— BEGIN DATA TO USE —

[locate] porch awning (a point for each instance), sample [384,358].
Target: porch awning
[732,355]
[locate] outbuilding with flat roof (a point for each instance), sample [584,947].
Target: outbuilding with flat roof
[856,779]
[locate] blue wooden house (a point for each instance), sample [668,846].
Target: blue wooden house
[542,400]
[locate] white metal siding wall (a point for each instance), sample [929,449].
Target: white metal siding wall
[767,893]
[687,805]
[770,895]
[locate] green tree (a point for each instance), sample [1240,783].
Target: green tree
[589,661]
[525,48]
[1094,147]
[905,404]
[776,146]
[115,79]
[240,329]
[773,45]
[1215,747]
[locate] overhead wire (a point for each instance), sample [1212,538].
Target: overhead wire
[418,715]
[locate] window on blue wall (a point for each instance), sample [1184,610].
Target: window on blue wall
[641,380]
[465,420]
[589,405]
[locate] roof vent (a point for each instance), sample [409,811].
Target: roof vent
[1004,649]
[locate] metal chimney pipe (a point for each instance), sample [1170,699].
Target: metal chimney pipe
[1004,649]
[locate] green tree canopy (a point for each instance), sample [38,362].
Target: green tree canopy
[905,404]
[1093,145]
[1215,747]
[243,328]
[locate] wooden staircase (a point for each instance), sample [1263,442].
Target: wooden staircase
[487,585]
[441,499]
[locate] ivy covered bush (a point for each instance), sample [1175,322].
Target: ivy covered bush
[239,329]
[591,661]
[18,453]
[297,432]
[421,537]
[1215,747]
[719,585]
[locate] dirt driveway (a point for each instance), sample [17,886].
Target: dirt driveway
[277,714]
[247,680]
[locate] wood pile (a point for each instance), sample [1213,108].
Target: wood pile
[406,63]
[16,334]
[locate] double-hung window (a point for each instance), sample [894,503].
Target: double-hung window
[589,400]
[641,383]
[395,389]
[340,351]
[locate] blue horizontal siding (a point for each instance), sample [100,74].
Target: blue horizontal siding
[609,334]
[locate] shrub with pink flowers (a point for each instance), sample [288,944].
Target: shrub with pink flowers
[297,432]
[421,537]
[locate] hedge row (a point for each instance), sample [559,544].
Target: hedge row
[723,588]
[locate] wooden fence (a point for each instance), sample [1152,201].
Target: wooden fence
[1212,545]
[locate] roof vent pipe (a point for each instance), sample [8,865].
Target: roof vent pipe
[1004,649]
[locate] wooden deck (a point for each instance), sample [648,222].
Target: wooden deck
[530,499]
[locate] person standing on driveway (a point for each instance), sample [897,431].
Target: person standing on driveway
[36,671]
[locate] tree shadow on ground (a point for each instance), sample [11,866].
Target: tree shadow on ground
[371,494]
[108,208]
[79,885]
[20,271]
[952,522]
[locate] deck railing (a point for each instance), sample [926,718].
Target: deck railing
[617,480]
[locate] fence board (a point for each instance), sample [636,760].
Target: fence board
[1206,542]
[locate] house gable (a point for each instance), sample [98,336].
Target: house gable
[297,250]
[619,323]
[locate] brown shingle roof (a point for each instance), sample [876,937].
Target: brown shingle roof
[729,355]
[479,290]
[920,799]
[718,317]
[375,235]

— END DATA TO USE —

PROMPT => Return, word for word, every line from the line with "[locate] dirt driveway" to the final line of the data.

FINAL ANSWER =>
[locate] dirt driveway (a point for each instance), sample [17,886].
Target: dirt driveway
[277,714]
[247,680]
[locate] wood pile (a point for each instance), sample [1213,108].
Target: wood pile
[406,63]
[16,334]
[locate] double-hung window (a point for each instance), sample [894,503].
Target: double-hung window
[589,400]
[641,383]
[395,389]
[340,351]
[locate] blue horizontal siding (a point for each instance), sample [100,74].
Target: blue horizontal siding
[609,334]
[locate] shrub with pink flowers (a point for each instance), sample [288,944].
Target: shrub with pink flowers
[297,432]
[421,537]
[locate] hedge row (a point for each instance), sample [559,544].
Target: hedge row
[723,588]
[locate] wooden fence (a point for each instance), sample [1152,201].
Target: wooden fence
[1212,545]
[locate] roof vent pipe (a point for each instance), sample [8,865].
Target: roof vent pipe
[1004,649]
[locate] wooden deck (a point for each instance), sample [648,222].
Target: wooden deck
[530,499]
[locate] person standing on driveway (a point for each instance), sample [897,431].
Target: person standing on driveway
[36,671]
[locate] tree shadow on ground (a point for each instance), sample [11,866].
Target: tree shadow on ground
[371,494]
[108,208]
[79,885]
[20,271]
[952,522]
[locate] deck railing (a point for each instance), sample [926,718].
Target: deck railing
[617,480]
[locate] fence board (a point for each instance), sample [636,760].
Target: fence board
[1206,542]
[locate] house gable (a point for each instance), sample [98,336].
Target: house gable
[297,250]
[619,323]
[locate] brown shingle roof (a point for each instance), sample [876,937].
Target: brown shingle roof
[729,355]
[479,290]
[920,799]
[718,317]
[375,235]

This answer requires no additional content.